## Supplied passage:
The Board believes Mr. Beyer and Mr. Chew will bring broad experience in important growth businesses to EMS’ already strong and independent Board of Directors:
    Richard A. Beyer is a veteran of the wireless data and vehicle tracking industries. For the past eight years he has served in senior positions at Trimble Navigation Ltd. and, before that, at TracerNET Corporation, a wireless tracking company acquired by Trimble. Mr. Beyer has also served as Division President of NEXIQ Technology Holdings and as General Manager of Rockwell International, Collins Avionics Division.
    Russell G. Chew, a highly respected commercial aviation executive, served as the President and Chief Operating Officer of JetBlue Airways Corporation from 2007 until 2009, and the Chief Operating Officer of the Federal Aviation Administration from 2003 until 2007, and spent 18 years with American Airlines, most recently as Managing Director of Systems Operations Control in 2003.
John B. Mowell, Chairman of the Board, stated, “The nominations of Rick Beyer and Russ Chew underscore the Board’s determination and continuing emphasis on providing effective, experienced guidance to EMS in its principal business sectors: Aviation and Global Resource Management. We believe these individuals are uniquely qualified to help us evaluate the markets, understand customer needs, and clearly recognize the impact of developing technology in these very complex,

 


 

critical businesses. We also believe that their interest in joining the EMS Board reflects their confidence that EMS’ Aero Connectivity and GRM sectors are well-positioned to continue operating as leaders in their fields.”
In addition to Mr. Beyer and Mr. Chew, the Board has nominated eight of its incumbent directors, which include three new members added in the last 19 months, to serve an additional one-year term. The incumbent directors are Chairman John B. Mowell, President and Chief Executive Officer Neilson A. Mackay, John R. Bolton, Hermann Buerger, Joseph D. Burns, John R. Kreick, Bradley W. Parkinson and Norman E. Thagard, who together bring a wealth of experience as defense, aerospace and technology executives, and are subject matter experts in the global tracking and aviation industries. EMS’ incumbent directors collectively have served as CEOs of high-tech aerospace companies and defense companies, as Managing Director of Technology and Flight Test at United Airlines, as director of NASA’s Gravity Probe-B spacecraft development project, and as a NASA astronaut and aerospace consultant.
Mowell continued, “I want to acknowledge the years of service and contributions of Thomas W. O’Connell and John L. Woodward, who are not standing for re-election. We value their understanding of markets related to our Defense & Space business and hope to be able to tap into their expertise as that business works to meet its growth plans and potential. I will deeply miss their participation as members of our Board, and thank them for their dedication and contributions.
“We have carefully evaluated the experience and capabilities that are needed on our Board as EMS builds on the momentum resulting from the strategic realignment of its business units and other actions taken to drive growth and efficiency. I am very proud to present this strong slate of nominees, each of whom we believe brings critical perspectives and skills that will be important to our future growth and success in creating increased value for shareholders.”

## What is required:
Name every incumbent director that the EMS board announcement says the Board has nominated for another one-year term. The records after this point are separate from the EMS board announcement.

## Extracted records:

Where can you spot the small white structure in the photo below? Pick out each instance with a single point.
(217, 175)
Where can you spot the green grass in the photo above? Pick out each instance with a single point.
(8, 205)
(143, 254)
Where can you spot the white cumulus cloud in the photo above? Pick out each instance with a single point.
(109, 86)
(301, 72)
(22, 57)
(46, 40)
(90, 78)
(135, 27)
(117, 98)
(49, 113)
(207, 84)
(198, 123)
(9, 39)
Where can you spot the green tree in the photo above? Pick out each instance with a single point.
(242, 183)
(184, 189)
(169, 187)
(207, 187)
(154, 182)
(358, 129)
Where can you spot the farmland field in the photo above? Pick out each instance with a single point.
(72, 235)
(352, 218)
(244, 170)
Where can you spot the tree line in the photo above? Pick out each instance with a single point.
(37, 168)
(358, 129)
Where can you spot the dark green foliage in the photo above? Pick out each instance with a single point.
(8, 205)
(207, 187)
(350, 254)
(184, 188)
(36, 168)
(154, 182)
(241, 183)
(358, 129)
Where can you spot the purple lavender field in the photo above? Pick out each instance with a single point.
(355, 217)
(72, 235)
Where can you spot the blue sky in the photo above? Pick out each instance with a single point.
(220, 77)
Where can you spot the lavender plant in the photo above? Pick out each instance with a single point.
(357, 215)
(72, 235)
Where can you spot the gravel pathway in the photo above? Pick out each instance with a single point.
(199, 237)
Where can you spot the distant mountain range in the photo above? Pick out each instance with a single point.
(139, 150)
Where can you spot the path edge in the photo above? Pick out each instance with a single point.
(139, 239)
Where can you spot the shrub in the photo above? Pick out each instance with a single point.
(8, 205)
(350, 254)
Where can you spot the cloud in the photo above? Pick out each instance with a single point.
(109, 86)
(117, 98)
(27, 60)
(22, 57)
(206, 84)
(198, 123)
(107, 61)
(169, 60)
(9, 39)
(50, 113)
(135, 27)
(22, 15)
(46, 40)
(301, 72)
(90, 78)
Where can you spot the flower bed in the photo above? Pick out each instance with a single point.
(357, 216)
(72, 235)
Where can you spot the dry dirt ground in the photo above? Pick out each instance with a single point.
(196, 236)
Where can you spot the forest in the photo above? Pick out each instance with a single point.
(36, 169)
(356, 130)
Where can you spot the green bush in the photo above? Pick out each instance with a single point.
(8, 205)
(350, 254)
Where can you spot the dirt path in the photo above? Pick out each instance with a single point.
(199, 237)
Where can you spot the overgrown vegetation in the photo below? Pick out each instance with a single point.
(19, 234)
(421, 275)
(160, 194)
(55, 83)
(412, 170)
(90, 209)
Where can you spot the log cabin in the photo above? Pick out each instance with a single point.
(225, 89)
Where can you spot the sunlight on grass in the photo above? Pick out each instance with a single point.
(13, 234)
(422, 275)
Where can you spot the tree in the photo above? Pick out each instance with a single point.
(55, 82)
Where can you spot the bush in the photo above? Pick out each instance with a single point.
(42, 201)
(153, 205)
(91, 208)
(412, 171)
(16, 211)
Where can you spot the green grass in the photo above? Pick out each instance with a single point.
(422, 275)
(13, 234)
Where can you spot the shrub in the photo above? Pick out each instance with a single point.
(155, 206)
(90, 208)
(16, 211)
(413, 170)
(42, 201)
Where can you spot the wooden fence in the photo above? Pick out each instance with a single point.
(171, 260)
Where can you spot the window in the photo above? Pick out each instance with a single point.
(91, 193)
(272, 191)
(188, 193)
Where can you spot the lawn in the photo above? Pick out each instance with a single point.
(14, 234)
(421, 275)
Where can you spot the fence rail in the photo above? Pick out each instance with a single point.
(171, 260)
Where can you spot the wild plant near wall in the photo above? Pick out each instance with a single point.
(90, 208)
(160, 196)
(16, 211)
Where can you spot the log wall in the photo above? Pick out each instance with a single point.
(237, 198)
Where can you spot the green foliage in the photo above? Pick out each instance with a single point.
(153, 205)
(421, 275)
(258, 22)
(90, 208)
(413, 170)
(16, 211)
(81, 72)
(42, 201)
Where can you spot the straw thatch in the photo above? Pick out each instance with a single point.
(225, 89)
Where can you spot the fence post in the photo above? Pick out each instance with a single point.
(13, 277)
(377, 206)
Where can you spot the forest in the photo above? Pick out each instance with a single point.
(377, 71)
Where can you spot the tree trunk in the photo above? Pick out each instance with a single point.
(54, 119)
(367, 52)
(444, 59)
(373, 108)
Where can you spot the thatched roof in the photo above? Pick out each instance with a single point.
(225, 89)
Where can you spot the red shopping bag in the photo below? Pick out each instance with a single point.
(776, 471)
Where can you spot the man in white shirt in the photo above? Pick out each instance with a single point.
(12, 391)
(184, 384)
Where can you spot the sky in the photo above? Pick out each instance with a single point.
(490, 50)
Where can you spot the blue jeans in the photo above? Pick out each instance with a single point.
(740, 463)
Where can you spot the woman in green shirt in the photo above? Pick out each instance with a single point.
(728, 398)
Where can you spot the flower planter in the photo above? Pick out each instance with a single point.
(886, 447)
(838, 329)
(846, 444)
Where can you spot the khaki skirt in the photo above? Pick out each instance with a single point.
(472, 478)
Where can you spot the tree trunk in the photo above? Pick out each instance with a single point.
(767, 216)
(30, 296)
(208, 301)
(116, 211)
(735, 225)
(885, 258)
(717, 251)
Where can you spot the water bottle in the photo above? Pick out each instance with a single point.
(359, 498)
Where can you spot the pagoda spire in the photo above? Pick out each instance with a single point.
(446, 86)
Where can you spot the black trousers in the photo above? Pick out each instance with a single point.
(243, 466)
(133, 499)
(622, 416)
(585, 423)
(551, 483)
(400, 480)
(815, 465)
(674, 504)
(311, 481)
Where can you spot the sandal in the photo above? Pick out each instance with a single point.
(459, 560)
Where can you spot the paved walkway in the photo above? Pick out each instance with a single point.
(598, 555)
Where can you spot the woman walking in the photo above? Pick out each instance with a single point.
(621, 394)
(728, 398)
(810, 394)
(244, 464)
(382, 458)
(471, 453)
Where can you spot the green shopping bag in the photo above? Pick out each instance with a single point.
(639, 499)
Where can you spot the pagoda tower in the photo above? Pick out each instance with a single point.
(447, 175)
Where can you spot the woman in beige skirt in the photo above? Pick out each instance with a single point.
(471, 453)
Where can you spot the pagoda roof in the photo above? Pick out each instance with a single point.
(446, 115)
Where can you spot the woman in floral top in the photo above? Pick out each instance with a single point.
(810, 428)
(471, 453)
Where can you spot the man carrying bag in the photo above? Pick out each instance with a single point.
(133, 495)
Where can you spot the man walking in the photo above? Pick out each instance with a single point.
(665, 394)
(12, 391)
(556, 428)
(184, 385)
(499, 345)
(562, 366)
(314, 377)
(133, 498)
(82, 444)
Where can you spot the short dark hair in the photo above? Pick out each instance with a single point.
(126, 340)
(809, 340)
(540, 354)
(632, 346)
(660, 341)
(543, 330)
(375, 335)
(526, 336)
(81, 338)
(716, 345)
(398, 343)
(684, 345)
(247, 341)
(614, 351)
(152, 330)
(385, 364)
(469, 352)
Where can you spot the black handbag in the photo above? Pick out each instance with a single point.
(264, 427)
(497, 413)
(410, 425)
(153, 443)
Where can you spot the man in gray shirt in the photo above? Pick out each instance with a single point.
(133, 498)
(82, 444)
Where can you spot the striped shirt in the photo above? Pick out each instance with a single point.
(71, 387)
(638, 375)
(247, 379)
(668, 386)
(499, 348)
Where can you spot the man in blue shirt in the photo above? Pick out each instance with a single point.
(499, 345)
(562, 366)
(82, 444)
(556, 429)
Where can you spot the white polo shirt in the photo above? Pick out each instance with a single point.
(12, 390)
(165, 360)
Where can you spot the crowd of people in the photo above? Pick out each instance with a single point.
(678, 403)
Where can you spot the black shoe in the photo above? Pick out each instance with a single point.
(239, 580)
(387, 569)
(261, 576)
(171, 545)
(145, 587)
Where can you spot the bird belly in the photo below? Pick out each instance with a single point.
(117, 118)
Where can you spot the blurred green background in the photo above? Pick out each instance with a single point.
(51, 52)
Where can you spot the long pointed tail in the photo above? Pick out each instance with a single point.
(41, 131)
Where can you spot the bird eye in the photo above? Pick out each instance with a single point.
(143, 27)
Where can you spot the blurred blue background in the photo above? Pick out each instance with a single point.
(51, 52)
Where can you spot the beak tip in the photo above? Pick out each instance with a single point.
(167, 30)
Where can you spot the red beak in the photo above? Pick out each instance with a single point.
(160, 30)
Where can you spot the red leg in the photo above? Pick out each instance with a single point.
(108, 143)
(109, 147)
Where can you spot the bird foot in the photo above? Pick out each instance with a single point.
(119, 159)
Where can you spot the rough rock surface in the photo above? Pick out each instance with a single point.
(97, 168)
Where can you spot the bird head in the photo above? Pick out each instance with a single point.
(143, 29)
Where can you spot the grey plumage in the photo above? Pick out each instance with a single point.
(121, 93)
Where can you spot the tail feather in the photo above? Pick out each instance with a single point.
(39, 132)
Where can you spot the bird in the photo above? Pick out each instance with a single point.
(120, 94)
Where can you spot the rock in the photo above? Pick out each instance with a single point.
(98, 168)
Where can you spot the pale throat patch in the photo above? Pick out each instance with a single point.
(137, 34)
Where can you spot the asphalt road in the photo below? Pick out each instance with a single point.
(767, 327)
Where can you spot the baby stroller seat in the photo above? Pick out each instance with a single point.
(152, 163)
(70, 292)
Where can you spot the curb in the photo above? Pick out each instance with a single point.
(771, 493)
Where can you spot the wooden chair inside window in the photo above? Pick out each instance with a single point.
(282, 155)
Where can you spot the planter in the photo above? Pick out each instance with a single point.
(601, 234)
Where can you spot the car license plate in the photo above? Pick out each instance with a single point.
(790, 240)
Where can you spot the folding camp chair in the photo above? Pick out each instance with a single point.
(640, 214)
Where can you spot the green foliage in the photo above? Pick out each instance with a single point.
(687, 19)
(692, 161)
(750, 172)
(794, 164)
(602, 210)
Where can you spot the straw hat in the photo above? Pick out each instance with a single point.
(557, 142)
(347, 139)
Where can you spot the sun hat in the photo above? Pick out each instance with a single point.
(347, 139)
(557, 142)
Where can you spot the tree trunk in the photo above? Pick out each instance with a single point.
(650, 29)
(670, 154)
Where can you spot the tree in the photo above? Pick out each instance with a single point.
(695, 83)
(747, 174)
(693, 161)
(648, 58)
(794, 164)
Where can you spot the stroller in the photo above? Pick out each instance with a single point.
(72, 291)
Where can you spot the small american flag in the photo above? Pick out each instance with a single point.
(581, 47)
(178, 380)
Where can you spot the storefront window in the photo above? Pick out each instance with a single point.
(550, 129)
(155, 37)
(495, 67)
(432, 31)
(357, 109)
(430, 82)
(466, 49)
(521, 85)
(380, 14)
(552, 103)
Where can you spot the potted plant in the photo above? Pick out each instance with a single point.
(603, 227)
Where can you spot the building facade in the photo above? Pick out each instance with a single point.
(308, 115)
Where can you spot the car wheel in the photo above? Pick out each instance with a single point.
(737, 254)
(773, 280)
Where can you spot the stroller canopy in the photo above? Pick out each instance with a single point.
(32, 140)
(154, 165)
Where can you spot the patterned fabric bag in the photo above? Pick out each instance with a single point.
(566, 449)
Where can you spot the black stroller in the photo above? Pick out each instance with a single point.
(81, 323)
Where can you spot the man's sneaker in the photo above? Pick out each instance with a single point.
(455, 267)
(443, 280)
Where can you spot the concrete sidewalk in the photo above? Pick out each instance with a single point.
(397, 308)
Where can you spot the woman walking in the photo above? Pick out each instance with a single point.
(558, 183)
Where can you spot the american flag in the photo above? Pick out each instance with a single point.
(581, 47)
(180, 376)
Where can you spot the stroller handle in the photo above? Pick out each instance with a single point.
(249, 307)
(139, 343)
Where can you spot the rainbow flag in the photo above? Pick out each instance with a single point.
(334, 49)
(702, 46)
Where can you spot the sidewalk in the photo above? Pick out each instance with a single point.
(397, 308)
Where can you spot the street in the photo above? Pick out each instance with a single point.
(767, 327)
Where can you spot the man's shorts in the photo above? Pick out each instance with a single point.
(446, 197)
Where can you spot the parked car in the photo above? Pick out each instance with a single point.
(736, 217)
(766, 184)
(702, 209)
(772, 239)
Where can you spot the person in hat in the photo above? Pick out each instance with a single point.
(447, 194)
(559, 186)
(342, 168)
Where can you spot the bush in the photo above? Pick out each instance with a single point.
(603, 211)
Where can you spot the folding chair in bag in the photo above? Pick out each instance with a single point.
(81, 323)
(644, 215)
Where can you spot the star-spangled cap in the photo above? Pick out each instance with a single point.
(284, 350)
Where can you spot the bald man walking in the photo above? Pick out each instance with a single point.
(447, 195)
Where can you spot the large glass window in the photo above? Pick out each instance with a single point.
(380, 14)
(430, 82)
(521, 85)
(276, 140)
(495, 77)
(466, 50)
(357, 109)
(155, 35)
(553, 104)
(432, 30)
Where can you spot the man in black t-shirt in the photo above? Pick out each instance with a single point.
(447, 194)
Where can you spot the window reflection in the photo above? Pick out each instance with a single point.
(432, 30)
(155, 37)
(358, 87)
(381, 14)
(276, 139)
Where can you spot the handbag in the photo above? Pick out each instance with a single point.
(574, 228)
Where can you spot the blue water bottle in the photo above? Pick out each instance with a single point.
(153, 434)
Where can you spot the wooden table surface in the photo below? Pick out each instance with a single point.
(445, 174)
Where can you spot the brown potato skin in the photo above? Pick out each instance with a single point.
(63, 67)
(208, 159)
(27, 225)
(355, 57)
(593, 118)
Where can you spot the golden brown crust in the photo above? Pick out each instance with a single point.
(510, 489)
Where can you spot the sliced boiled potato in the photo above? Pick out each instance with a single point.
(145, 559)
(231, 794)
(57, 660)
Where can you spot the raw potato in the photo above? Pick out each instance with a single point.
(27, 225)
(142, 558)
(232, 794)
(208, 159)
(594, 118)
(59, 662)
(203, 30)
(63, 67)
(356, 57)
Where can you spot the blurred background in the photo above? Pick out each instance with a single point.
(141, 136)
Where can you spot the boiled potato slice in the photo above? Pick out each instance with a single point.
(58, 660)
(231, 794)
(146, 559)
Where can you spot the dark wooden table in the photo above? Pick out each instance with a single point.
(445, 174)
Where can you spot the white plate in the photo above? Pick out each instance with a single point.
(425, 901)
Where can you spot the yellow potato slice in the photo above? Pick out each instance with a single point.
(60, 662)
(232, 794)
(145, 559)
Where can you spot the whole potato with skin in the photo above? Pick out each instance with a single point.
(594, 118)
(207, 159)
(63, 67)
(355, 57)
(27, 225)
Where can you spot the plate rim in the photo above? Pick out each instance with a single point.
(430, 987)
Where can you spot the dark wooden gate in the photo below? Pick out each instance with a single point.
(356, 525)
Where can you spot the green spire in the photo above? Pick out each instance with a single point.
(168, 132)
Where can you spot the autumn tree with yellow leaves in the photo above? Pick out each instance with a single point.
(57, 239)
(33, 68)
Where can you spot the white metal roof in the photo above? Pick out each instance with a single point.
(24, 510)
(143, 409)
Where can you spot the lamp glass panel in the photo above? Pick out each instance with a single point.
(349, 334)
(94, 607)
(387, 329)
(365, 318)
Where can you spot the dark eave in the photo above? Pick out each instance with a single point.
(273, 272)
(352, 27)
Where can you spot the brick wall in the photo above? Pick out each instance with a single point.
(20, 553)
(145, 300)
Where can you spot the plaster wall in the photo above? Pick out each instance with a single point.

## Complete answer:
John B. Mowell, Neilson A. Mackay, John R. Bolton, Hermann Buerger, Joseph D. Burns, John R. Kreick, Bradley W. Parkinson, Norman E. Thagard